▶ **SELECTED EXTRACT**:
++++++++++

During studies underpinning its applications, Olumiant outperformed the world's best-selling drug, Humira, on several metrics. Global sales achieved an annualized $92 million run rate in the fourth quarter, and a U.S. approval could drive annual sales of the drug past $2.5 billion several years from now. Under the terms of their agreement, Lilly is using its enormous global sales force to market the drug on its own dime while Incyte's responsible for just 30% of development costs for most big indications. In return, Incyte remains eligible for a royalty percentage that tops out in the high 20s.

A buy now?

Since earning approval for Jakafi as a myelofibrosis treatment in 2011, Incyte has deftly expanded the drug's addressable patient population. Sales of the tablets surged 33% to $1.13 billion in 2017, and Incyte thinks it will achieve at least $1.35 billion this year.

++++++++++

▶ **DATA UNDER STUDY**:

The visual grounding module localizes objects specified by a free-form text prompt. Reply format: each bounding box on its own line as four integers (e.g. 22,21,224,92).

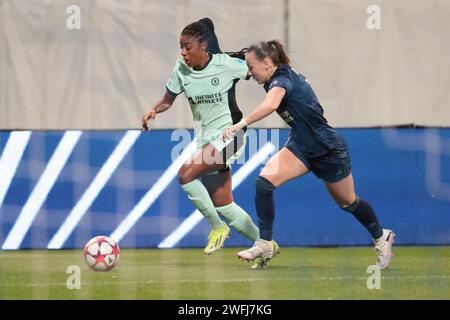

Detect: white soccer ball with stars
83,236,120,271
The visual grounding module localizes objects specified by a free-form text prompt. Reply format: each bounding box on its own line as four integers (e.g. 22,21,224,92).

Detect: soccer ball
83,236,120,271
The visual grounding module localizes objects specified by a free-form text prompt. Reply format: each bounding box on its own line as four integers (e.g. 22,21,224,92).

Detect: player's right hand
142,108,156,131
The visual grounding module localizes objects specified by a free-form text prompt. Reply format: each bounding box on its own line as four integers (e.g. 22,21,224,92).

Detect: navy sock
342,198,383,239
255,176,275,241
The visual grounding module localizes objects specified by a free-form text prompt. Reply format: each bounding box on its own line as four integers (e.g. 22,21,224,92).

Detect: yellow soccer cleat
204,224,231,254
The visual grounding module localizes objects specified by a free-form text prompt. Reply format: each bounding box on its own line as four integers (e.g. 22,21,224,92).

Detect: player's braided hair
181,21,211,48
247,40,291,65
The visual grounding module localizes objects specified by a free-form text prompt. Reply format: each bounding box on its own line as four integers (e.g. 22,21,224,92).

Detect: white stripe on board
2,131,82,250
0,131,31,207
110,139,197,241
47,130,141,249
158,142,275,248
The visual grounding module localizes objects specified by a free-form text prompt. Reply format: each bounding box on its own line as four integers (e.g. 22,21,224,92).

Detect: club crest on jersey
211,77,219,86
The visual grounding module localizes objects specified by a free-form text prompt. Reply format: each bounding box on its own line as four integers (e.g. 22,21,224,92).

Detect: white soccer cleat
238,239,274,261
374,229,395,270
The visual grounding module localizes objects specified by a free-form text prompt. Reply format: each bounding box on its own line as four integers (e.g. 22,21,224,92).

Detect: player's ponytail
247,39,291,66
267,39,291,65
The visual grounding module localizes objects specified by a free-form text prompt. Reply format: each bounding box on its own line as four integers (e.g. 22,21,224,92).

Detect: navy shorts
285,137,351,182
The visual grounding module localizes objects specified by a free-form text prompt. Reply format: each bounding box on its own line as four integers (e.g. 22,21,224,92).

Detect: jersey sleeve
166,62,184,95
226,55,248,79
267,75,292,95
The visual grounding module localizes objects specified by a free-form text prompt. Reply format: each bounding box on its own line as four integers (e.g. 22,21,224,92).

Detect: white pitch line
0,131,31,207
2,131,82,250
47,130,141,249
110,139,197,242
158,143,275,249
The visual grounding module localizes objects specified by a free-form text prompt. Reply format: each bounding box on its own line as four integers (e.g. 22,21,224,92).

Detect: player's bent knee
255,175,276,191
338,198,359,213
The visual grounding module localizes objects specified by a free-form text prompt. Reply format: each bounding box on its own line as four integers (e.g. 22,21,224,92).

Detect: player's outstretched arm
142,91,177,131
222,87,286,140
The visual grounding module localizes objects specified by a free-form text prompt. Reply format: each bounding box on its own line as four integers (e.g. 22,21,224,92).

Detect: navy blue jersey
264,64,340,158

++++++++++

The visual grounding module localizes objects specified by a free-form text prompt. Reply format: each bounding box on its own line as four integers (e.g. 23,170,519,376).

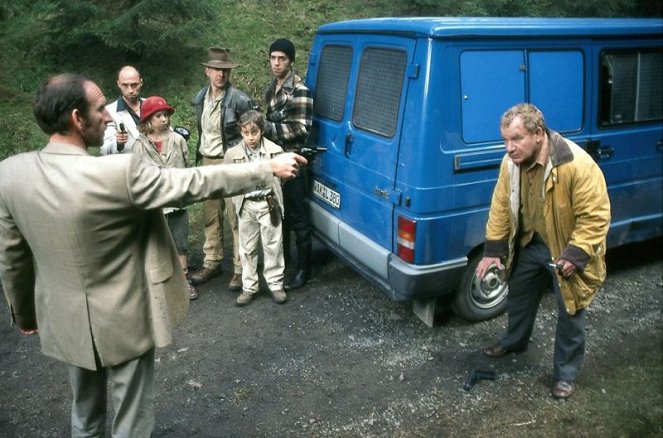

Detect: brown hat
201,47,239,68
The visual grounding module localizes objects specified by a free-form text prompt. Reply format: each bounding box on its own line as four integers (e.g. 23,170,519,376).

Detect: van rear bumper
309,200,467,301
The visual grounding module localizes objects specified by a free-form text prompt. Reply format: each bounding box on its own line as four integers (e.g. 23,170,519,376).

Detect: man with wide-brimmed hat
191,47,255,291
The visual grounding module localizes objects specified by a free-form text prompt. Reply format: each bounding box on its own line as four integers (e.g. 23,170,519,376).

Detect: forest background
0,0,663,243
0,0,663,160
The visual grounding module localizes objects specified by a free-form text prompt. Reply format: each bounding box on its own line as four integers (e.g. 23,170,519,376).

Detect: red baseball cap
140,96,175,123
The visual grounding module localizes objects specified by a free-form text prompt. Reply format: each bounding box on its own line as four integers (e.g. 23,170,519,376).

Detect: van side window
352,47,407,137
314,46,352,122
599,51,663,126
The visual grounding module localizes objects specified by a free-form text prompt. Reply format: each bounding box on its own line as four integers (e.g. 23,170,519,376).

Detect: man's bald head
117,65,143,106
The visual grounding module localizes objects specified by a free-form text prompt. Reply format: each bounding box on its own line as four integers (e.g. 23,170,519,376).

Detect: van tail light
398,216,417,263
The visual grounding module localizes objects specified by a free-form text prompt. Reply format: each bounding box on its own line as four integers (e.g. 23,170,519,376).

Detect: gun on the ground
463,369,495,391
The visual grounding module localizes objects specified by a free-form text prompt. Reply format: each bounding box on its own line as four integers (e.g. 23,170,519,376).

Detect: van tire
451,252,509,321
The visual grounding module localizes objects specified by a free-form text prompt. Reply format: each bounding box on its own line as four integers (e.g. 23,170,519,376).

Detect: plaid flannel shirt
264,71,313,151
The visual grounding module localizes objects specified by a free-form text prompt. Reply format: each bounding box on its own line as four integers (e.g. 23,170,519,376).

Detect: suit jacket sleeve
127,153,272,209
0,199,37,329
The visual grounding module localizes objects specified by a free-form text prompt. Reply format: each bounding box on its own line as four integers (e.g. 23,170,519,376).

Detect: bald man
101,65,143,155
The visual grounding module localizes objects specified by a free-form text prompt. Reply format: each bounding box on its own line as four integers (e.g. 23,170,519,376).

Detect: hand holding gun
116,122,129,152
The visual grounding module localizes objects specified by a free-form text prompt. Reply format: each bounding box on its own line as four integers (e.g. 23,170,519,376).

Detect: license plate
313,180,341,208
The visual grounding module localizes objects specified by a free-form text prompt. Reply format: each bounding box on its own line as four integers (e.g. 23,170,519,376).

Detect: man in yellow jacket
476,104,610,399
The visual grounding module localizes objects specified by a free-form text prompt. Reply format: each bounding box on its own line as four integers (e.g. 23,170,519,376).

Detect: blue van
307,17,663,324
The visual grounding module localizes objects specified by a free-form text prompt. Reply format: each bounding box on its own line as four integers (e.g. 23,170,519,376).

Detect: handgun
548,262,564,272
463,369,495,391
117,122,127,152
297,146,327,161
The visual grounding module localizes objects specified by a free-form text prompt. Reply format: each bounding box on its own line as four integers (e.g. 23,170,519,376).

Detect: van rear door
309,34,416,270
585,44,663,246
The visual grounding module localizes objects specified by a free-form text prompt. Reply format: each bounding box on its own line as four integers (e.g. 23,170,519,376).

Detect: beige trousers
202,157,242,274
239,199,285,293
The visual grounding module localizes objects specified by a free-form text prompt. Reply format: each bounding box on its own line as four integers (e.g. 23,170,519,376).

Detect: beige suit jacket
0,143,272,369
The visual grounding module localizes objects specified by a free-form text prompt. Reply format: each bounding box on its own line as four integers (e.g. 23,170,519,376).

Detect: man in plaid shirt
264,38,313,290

++++++++++

▶ **WORK REQUEST**:
Answer these from the text on Olumiant and Jakafi:
(a) What share of development costs for most big indications is Incyte responsible for?
(b) In what year did Jakafi earn approval as a myelofibrosis treatment?
(c) By what percentage did sales of Jakafi tablets rise in 2017?

▶ **SOLUTION TO THE EXERCISE**:
(a) 30%
(b) 2011
(c) 33%